§ **EXERCISE DETAILS**: Please copy all the lines that follow, word for word.
>> START
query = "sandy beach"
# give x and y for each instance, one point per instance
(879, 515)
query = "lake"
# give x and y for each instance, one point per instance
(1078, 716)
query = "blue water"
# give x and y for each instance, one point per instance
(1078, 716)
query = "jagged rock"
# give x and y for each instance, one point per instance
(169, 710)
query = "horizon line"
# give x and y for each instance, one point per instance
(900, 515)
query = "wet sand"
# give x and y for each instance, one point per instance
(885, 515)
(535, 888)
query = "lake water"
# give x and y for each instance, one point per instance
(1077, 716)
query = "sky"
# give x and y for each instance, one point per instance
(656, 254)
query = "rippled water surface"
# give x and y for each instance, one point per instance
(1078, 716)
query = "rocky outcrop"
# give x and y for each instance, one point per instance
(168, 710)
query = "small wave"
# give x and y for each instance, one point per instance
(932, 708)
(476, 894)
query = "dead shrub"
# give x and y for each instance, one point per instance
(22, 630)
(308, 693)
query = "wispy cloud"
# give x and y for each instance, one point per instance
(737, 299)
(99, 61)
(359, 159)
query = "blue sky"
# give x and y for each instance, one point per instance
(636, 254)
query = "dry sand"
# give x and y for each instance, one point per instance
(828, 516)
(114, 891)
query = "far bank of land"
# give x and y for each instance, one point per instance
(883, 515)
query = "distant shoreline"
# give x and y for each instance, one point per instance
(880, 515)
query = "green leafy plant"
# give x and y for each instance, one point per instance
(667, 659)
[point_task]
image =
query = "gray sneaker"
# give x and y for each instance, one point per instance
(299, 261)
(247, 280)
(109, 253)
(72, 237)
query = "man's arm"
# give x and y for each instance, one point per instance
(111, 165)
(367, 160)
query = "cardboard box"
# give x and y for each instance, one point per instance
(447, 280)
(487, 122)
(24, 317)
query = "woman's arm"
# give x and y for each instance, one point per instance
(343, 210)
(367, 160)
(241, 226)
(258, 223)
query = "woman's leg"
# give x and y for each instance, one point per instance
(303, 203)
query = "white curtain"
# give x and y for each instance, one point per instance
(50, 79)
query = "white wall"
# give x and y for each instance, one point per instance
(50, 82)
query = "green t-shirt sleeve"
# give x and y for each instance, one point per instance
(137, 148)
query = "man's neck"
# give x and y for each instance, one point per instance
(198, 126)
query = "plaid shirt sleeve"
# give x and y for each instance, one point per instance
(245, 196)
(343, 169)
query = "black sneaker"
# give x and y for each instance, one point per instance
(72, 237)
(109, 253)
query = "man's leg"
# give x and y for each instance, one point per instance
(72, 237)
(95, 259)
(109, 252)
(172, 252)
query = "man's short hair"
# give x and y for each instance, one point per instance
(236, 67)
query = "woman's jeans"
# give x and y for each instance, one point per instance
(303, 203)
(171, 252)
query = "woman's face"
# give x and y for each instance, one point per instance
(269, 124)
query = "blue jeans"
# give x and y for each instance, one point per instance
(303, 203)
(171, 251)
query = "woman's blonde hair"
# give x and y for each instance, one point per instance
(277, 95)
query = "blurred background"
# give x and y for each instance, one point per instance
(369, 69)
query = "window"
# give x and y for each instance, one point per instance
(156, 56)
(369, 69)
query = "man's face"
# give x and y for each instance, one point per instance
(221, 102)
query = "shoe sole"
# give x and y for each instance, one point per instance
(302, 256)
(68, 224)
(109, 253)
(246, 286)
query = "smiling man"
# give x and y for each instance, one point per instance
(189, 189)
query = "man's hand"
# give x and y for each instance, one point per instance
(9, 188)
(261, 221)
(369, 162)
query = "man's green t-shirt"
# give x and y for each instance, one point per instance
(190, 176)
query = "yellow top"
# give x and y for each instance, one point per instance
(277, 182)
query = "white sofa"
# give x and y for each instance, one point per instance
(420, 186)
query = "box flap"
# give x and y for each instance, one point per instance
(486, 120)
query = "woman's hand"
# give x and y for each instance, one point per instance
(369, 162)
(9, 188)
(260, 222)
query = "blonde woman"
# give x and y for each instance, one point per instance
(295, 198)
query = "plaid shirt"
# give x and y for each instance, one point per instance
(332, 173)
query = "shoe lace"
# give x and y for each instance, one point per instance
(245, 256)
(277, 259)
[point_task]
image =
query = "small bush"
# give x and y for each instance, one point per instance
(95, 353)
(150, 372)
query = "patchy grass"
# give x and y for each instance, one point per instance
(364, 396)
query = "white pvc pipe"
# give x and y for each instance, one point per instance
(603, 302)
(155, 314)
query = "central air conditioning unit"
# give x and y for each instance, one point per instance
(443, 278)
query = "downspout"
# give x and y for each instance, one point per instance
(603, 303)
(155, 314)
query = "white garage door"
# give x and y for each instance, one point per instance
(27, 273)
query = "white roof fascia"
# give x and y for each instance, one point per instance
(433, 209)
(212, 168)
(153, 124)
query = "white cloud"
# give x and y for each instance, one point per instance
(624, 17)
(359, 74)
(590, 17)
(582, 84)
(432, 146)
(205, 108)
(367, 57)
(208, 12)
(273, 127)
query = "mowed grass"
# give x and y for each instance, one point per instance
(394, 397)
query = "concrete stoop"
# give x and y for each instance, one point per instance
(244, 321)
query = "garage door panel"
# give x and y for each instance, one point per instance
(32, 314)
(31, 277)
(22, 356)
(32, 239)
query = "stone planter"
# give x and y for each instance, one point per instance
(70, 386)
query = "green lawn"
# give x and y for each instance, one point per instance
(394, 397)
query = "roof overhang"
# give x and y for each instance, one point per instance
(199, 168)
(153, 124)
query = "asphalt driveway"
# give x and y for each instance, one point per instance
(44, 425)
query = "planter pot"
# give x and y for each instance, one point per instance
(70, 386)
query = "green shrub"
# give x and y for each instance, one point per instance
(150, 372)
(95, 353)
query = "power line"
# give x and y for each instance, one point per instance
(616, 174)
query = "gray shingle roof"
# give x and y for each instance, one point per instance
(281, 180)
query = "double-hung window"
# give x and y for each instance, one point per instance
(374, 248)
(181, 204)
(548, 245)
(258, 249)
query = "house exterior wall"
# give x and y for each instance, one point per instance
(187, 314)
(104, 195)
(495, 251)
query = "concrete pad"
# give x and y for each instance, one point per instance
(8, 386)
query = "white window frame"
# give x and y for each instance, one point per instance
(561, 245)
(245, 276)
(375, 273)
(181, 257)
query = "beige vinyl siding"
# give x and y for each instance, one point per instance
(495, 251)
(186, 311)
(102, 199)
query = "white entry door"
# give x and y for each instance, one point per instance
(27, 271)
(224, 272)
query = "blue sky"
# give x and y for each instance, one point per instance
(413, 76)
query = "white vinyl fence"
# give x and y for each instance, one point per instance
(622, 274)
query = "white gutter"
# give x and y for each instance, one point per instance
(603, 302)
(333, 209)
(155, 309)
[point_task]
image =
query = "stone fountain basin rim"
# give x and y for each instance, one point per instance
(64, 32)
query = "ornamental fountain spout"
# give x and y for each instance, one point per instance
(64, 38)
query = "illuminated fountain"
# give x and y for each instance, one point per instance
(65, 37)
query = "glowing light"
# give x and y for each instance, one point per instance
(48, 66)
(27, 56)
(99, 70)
>> END
§ **PROBLEM SOLUTION**:
query = "sandy beach"
# give x and y for each instance, one point per instance
(879, 515)
query = "lake"
# give x and y for each instance, one point per instance
(1078, 716)
query = "blue water"
# give x and y for each instance, one point per instance
(1078, 716)
query = "jagged rock"
# give x and y for each instance, one point per instance
(169, 710)
query = "horizon line"
# give x and y for each instance, one point per instance
(900, 515)
query = "wet sand"
# give x and y for each instance, one point per instance
(885, 515)
(535, 888)
query = "lake water"
# give x and y for each instance, one point per instance
(1077, 716)
query = "sky"
# give x and y for each instance, one point per instance
(656, 254)
query = "rippled water surface"
# give x and y for each instance, one point per instance
(1078, 716)
query = "rocky outcrop"
# give x and y for each instance, one point per instance
(168, 710)
query = "small wave"
# give x and y for each instance, one point per instance
(932, 708)
(476, 894)
query = "dead shrub"
# give x and y for each instance, one point per instance
(22, 630)
(308, 693)
query = "wispy cloud"
# give x and y for each instance, one point per instance
(737, 299)
(99, 61)
(359, 159)
query = "blue sky"
# give x and y for each instance, one point per instance
(636, 254)
query = "dry sand"
# give x and y for each instance, one point per instance
(828, 516)
(114, 891)
query = "far bank of land"
# give x and y for each instance, one point per instance
(883, 515)
query = "distant shoreline"
# give x and y for each instance, one point per instance
(880, 515)
query = "green leafy plant"
# give x and y for each instance, one point per instance
(667, 659)
[point_task]
image =
query = "gray sneaker"
# give x and y for each instance, one point per instance
(299, 261)
(247, 280)
(109, 253)
(72, 237)
query = "man's arm"
# give x and y for each instance, one point per instance
(111, 165)
(367, 160)
query = "cardboard box"
# give x and y for each instance, one point per instance
(447, 280)
(487, 122)
(24, 317)
query = "woman's arm"
# give x and y for each instance, one point per instance
(343, 210)
(367, 160)
(241, 226)
(258, 223)
query = "woman's leg"
# give x and y for each instance, one point per instance
(303, 203)
query = "white curtain"
# give x and y for each instance, one point per instance
(50, 79)
query = "white wall"
# give x and y for each instance, one point per instance
(50, 82)
query = "green t-shirt sleeve"
# give x and y for each instance, one point per instance
(137, 148)
query = "man's neck"
# give x and y for each instance, one point per instance
(198, 126)
query = "plaid shirt sleeve"
# give x and y for each instance, one point per instance
(245, 196)
(343, 169)
query = "black sneaker"
# give x and y for each instance, one point per instance
(72, 237)
(109, 253)
query = "man's leg"
# give x and y for each instance, one point per instance
(72, 237)
(95, 259)
(109, 252)
(172, 252)
query = "man's short hair"
# give x and y for each instance, one point per instance
(236, 67)
query = "woman's jeans"
# give x and y for each instance, one point per instance
(303, 203)
(171, 252)
query = "woman's face"
# give x and y for each instance, one point per instance
(269, 124)
query = "blue jeans"
# give x and y for each instance, one point per instance
(303, 203)
(171, 251)
query = "woman's blonde hair"
# give x and y for each instance, one point per instance
(277, 95)
query = "blurred background"
# give x and y for each instance, one point per instance
(369, 69)
query = "window"
# give x and y for each instance, one point per instance
(156, 56)
(369, 69)
query = "man's face"
# give x and y for each instance, one point per instance
(221, 102)
query = "shoe sole"
# give x and y for each instance, one point per instance
(302, 256)
(68, 224)
(109, 253)
(246, 286)
query = "smiling man"
# give x and y for each instance, one point per instance
(189, 189)
query = "man's hand"
# give x and y for each instance, one point per instance
(9, 188)
(261, 221)
(369, 162)
query = "man's green t-shirt"
# give x and y for each instance, one point per instance
(190, 176)
query = "yellow top"
# give x and y for each instance, one point per instance
(277, 182)
query = "white sofa"
# give x and y for each instance, one point per instance
(420, 186)
query = "box flap"
# give x and y for each instance, one point per instance
(486, 120)
query = "woman's hand"
# give x and y for each instance, one point per instance
(369, 162)
(9, 188)
(260, 222)
query = "blonde woman"
# give x and y for each instance, one point per instance
(295, 198)
query = "plaid shirt"
# give x and y for each instance, one point per instance
(332, 173)
query = "shoe lace"
# give x and y for each instance, one point per instance
(245, 256)
(277, 259)
[point_task]
image =
query = "small bush"
# give x and y for each instance, one point per instance
(95, 353)
(150, 372)
query = "patchy grass"
# give x and y for each instance, one point per instance
(364, 396)
query = "white pvc pipe"
# give x and y for each instance, one point per instance
(603, 302)
(155, 314)
query = "central air conditioning unit"
# give x and y for each instance, one point per instance
(443, 278)
query = "downspout"
# give x and y for each instance, one point per instance
(603, 303)
(155, 314)
query = "white garage door"
# give x and y for each instance, one point per instance
(27, 273)
query = "white roof fascia"
# give x and y for each instance, one point per instance
(433, 209)
(212, 168)
(153, 124)
query = "white cloud"
# give x and y for each instance, one point per instance
(624, 17)
(359, 74)
(590, 17)
(582, 84)
(432, 146)
(205, 108)
(367, 57)
(208, 12)
(273, 127)
query = "mowed grass"
# give x and y for each instance, one point per instance
(394, 397)
query = "concrete stoop"
# give x and y for each instance, one point per instance
(244, 321)
query = "garage door panel"
# give x and y for each instance, one point per instance
(32, 314)
(31, 277)
(22, 356)
(32, 239)
query = "stone planter"
# give x and y for each instance, one point per instance
(70, 386)
query = "green lawn"
# give x and y for each instance, one point per instance
(394, 397)
query = "roof overhang"
# give x and y for each instance, one point per instance
(199, 168)
(153, 124)
query = "asphalt driveway"
# give x and y for each instance, one point per instance
(44, 425)
query = "planter pot"
# give x and y for each instance, one point per instance
(70, 386)
query = "green shrub"
# give x and y for each instance, one point per instance
(150, 372)
(95, 353)
query = "power line"
# give x and y for each instance, one point per instance
(616, 174)
query = "gray shingle roof"
# give x and y for each instance, one point per instance
(281, 180)
query = "double-hung window"
# give x and y for each instance, one point per instance
(374, 248)
(181, 204)
(548, 245)
(258, 249)
query = "house exterior wall"
# give x and y for each instance, one point per instance
(187, 314)
(104, 195)
(495, 251)
query = "concrete pad"
# give x and y for each instance, one point per instance
(8, 386)
query = "white window frame"
# give x and y for each instance, one point per instance
(561, 245)
(245, 276)
(375, 273)
(181, 257)
query = "beige vinyl siding"
# give x and y for each instance, one point per instance
(495, 251)
(186, 311)
(102, 199)
query = "white entry door"
# give x and y for each instance, one point per instance
(27, 271)
(224, 272)
query = "blue sky"
# give x and y for each instance, one point per instance
(413, 76)
query = "white vinyl fence"
# give x and y for each instance, one point per instance
(622, 274)
query = "white gutter"
# give x and y for each instance, one point per instance
(603, 302)
(333, 209)
(155, 309)
[point_task]
image =
query = "stone fountain basin rim"
# give x and y for each instance, one point per instance
(64, 32)
query = "ornamental fountain spout"
# give x and y for each instance, one point per instance
(64, 38)
query = "illuminated fountain"
# give x and y for each instance, one point per instance
(65, 37)
query = "glowing light"
# give x and y for each instance, one point per instance
(48, 66)
(27, 56)
(99, 70)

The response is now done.